DATASET EXCERPTS:
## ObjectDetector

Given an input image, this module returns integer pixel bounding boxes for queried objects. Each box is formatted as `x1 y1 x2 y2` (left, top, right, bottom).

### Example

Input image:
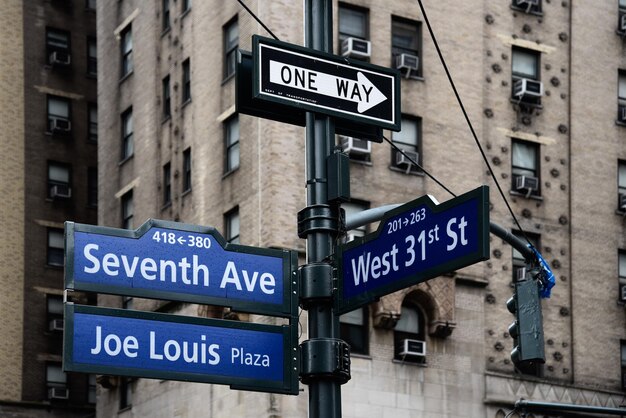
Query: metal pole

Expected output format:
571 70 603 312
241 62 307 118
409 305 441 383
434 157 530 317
304 0 341 418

TASK TO COMPLETE: Rewrite these lines, changing "metal pole" to "lamp post" and keeping everything else the same, and leave the pictures out.

SOLUTION TO THIS TASK:
## ObjectDetector

Given an input image, this module returns integer pixel bounding boxes for queried objects. Each box is formatted as `x1 y1 x2 y2` (left, top, right, bottom).

### Example

Input image:
Query: lamp post

Expected output format:
571 70 603 312
241 62 307 118
409 305 441 383
434 157 530 317
304 0 341 418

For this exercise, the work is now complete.